Melanie Johnston-Hollitt – Director Murchison Widefield Array

Building big telescopes to unravel the structure of the Universe

Professor Melanie Johnston-Hollitt studies cosmic magnetism and galaxy clusters, the largest gravitationally-bound structures in the Universe. But to do this, she is also involved in developing and building the scientific instruments needed to study the Universe in such detail.

About Professor Melanie Johnston-Hollitt

Melanie always intended to be an astrophysicist, but after starting out cleaning photomultiplier tubes to study cosmic rays at the Woomera Rocket Range, and then trying optical astronomy at the Anglo-Australian Telescope at Siding Springs Observatory, she settled on radio astronomy. She has since worked on the design and construction of several major international radio telescopes and is currently Director of the Murchison Widefield Array (MWA), the first operational pathfinder telescope for the Square Kilometre Array (SKA).

What drew her to science?

“It sounds like a terrible cliché,” Melanie admits, “but it started when I was about two, and my grandmother used to take me outside and show me the night sky, and tell me about the stars and the planets. I really loved it, so when my father suggested that I should follow that interest and become an astronomer, that’s what I decided to do. I was an extraordinarily stubborn kid, and I held onto that idea right through school, aiming to eventually do a PhD in astrophysics.”

Research with supercomputers

Melanie has been constrained by computation her entire career. She explains: “During my PhD, I’d make observations at the telescope, but then have to go to CSIRO to process the data, as their computer cluster was bigger than anything we had at the university at the time.”

“Eventually computing became more powerful, and there was a period about 10 years ago when you could produce and reduce astronomical data on your laptop. But now we’ve gone through a renaissance with radio astronomy, we’ve built a collection of new telescopes which produce absolutely prodigious amounts of data. Modern supercomputers are now absolutely necessary again to store, process and analyse it all.”

The way of working is basically the same as it was before, but the scale improvements are literally astronomical. Putting it in perspective, Melanie reflects: “For my PhD it took me three years to collect my data and I ended up with just nine data points to draw my conclusions from. My students can now get that amount of data and that result in a day, just because the telescopes have got much better, and the processing has got so much faster. We’re getting closer to the answers than we’ve ever been able to before.”

Real-world solutions

While Melanie is trying to understand the history of how magnetism arose in the Universe, and how magnetism affects astronomical processes today, particularly in galaxy clusters, much of her research is working out how to scale up processing the data from these modern telescopes. Algorithm development and optimisation are critical to make the most effective use of modern instruments and make next-generation telescopes like the SKA possible.

# # #

Problem description
Repeat the part of the profile that opens with the words "Building big telescopes" and closes with "in such detail.". The listing is separate material with no connection to the profile.

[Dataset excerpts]
# # #

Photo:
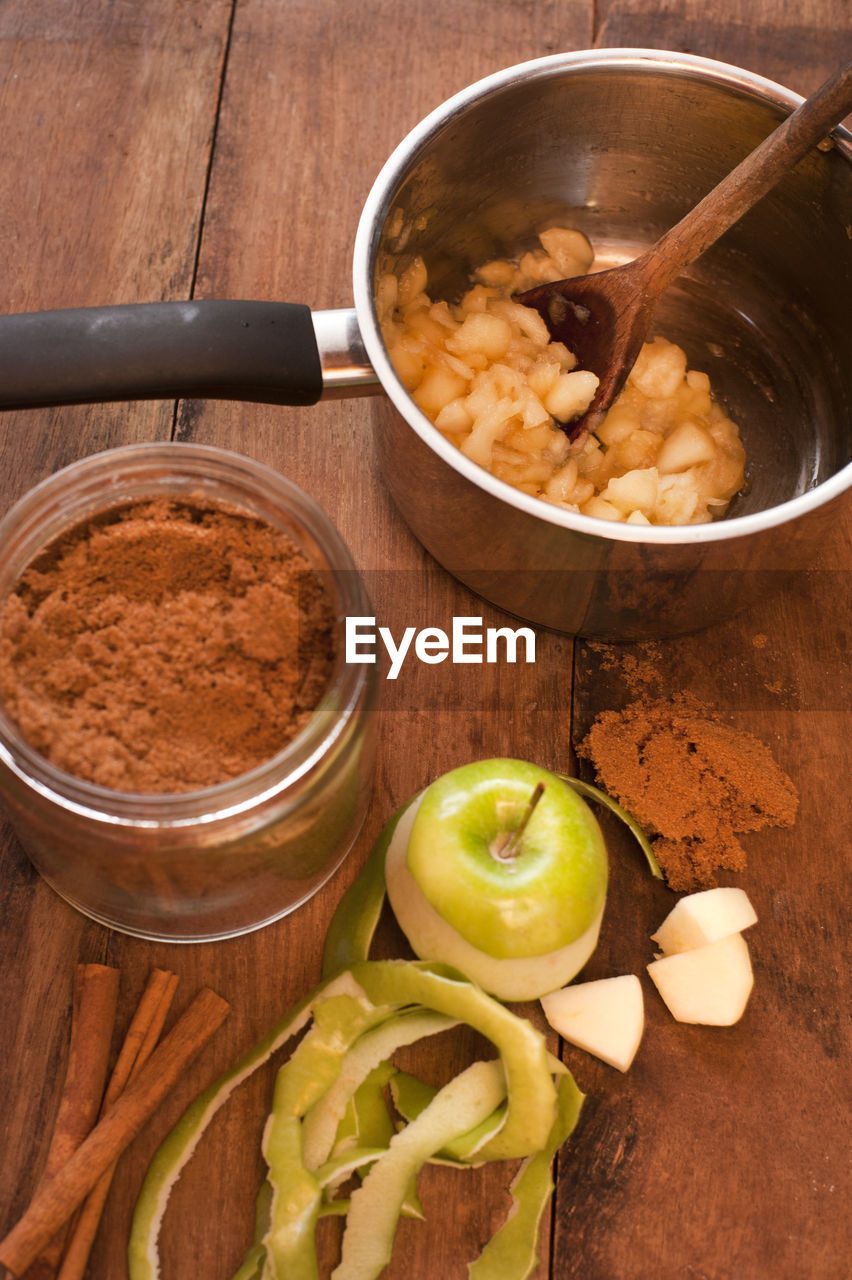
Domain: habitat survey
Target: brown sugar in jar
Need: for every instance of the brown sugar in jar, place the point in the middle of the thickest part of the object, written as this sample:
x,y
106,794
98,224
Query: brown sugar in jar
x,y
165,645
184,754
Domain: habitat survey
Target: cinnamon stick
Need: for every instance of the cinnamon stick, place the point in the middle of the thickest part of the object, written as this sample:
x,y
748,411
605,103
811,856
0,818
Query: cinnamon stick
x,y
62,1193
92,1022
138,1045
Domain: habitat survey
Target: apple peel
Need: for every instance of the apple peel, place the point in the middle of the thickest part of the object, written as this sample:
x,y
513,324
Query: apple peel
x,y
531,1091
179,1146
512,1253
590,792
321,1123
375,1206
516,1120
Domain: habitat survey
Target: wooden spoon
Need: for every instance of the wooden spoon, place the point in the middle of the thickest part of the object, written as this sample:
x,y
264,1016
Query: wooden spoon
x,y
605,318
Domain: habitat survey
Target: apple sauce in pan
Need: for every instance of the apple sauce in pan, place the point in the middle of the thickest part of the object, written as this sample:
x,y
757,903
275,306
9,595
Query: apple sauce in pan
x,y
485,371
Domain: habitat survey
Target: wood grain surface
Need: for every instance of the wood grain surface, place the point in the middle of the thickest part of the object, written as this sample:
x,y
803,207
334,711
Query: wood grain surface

# # #

Result of the exercise
Building big telescopes to unravel the structure of the Universe

Professor Melanie Johnston-Hollitt studies cosmic magnetism and galaxy clusters, the largest gravitationally-bound structures in the Universe. But to do this, she is also involved in developing and building the scientific instruments needed to study the Universe in such detail.